PROBLEM DESCRIPTION: Scan the entries for "this". Every line that holds it is to be copied.

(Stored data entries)
▶
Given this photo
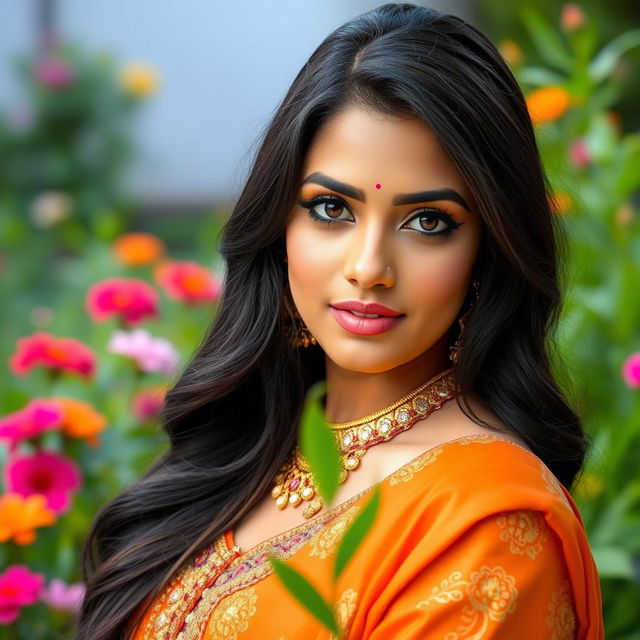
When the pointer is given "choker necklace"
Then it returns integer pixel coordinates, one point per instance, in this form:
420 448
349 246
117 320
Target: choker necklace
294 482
◀
COMPLETED TASK:
Given this photo
Then it returns integer pixel coordinates, one point per instance, in this form:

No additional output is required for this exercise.